Dataset entries
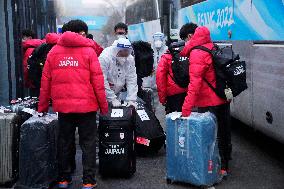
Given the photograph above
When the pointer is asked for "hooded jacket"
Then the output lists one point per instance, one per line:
(118, 75)
(72, 77)
(199, 94)
(165, 84)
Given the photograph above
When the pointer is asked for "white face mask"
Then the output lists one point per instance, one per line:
(158, 44)
(121, 60)
(120, 36)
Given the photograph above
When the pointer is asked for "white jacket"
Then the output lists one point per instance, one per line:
(150, 82)
(117, 76)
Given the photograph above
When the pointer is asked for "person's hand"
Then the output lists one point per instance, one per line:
(116, 103)
(131, 103)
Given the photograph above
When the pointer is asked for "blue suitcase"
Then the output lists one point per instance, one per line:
(192, 150)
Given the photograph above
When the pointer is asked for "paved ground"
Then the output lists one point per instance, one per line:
(257, 164)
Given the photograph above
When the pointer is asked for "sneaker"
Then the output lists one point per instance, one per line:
(89, 186)
(64, 184)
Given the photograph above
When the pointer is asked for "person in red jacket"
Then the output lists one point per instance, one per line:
(170, 94)
(73, 79)
(28, 46)
(199, 94)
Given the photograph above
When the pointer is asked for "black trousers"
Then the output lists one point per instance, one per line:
(34, 92)
(174, 103)
(223, 116)
(87, 128)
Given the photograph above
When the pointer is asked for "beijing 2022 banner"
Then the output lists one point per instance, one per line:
(244, 19)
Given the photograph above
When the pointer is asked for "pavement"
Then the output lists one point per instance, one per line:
(257, 164)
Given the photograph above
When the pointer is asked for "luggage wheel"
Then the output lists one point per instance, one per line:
(169, 181)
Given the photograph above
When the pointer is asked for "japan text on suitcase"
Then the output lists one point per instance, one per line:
(38, 152)
(150, 136)
(116, 148)
(9, 139)
(192, 150)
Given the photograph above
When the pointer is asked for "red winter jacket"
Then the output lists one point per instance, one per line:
(28, 47)
(165, 84)
(72, 77)
(98, 48)
(199, 93)
(52, 38)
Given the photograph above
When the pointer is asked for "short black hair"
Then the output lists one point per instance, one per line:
(75, 26)
(187, 29)
(90, 36)
(28, 33)
(121, 25)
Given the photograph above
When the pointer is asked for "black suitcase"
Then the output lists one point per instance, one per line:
(9, 140)
(38, 152)
(150, 136)
(117, 157)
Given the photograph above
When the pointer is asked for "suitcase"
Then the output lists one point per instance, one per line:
(9, 138)
(150, 136)
(192, 149)
(117, 156)
(38, 151)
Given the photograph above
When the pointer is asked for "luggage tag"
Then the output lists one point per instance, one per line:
(29, 111)
(116, 113)
(143, 141)
(143, 115)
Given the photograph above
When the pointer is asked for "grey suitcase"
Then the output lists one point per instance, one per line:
(9, 140)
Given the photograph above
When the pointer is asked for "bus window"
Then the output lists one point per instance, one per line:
(186, 3)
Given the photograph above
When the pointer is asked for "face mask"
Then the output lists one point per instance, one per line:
(120, 36)
(158, 44)
(121, 60)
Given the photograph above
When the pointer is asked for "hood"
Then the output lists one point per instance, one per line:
(32, 43)
(71, 39)
(52, 38)
(201, 36)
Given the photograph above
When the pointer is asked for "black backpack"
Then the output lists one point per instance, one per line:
(230, 72)
(180, 65)
(36, 62)
(144, 58)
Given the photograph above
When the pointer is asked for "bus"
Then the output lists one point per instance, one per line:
(254, 29)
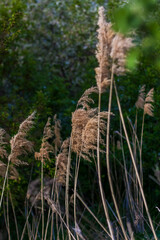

Directions for this task -
Your answer must be an exact transcription of the records above, minus the pictures.

Your solution -
Given the photograph above
When the pointer is asked for "hooded jacket"
Then the output lists one point per instance, one per line:
(118, 75)
(72, 77)
(199, 94)
(165, 84)
Given the photograph above
When the pointer is asked for "white face mask"
Then the output lists one point per instance, one per line:
(158, 44)
(121, 60)
(120, 36)
Given the photograph above
When the pointer is asked for "white jacket"
Then the output lists one point per instance, one per line:
(150, 82)
(117, 76)
Given the photograph above
When the pointer is asked for "person's hand"
Then the output lists one point per instance, one per line:
(116, 103)
(131, 103)
Given the photograph above
When the pointer is asked for "blue suitcase"
Then the output lists one point per instance, one per line:
(192, 150)
Given the photograph above
When the pointer is asked for "paved ground"
Then the output lists one point per instance, one per line:
(257, 164)
Given the photograph above
When the pointer is asked for "sneaker"
Then the output lists one point per instance, one per line:
(89, 186)
(64, 184)
Given the photograph above
When the pointer is asked for "person in red jacket"
Then the output lists one point per instance, one per line:
(170, 94)
(73, 79)
(28, 46)
(199, 94)
Given the photograph above
When the pointer is asked for "black trousers"
Then the output lists one point per instance, one per line:
(34, 92)
(174, 103)
(223, 116)
(87, 128)
Given the photograph above
When the pointer is asked for "beijing 2022 banner"
Then the output lists one point per instance, one per line:
(244, 19)
Given the photograph above
When the pointer is asked for "pavement"
Then the output lists one point per instance, one per line:
(257, 164)
Given the photograph above
When the pointer is asked for "luggage wheel"
Then the output lists one point per instance, one per line:
(169, 181)
Given the photograph above
When the pointer is asked for "japan text on suitcase"
Then the output lists one point per instance, one per line:
(38, 152)
(150, 136)
(116, 148)
(9, 139)
(192, 150)
Given the photograph above
When the pointer is asked for "red winter jacket"
Then the output lists one point per instance, one per line:
(28, 47)
(165, 84)
(72, 77)
(98, 48)
(199, 93)
(52, 38)
Given the photograph above
When the pointer is asked for "short black hair"
Then the output lists one point per instance, one per line:
(75, 26)
(187, 29)
(90, 36)
(28, 33)
(121, 25)
Given the photograph above
When the pointer is asked for "black suitcase"
Then the output lists one point per instance, one per line:
(9, 140)
(38, 152)
(150, 136)
(117, 157)
Given the photograph above
When the pointer is asked for "suitcase"
Then the output lists one point per instance, one per line:
(9, 138)
(150, 136)
(192, 149)
(117, 156)
(38, 151)
Given the photograph above
When the pointer is asked for "luggage tag"
Then the output lists one point per instance, one per line:
(29, 111)
(116, 113)
(143, 141)
(143, 115)
Given the photograph above
When the pointer is asked for "grey suitcase"
Then the output lists one point per instance, one per line:
(9, 140)
Given the photograph above
When the pointer is asked for "bus window"
Then the output lists one point per instance, one per line:
(186, 3)
Given the photograph above
When the pointer is asked for "face mask"
Then the output lists one point per instance, one per line:
(120, 36)
(158, 44)
(121, 60)
Given the photograph above
When the pointer is asked for "hood"
Then the output lists one point per instance, one per line:
(32, 43)
(71, 39)
(52, 38)
(201, 36)
Given the photograph above
When the pointer is asked for "black backpack"
Then the output lists one point per instance, one per line:
(230, 72)
(180, 65)
(36, 62)
(144, 58)
Given the photograph above
When the pointer is asked for "bus"
Then the output lists one point per instance, one per line:
(254, 29)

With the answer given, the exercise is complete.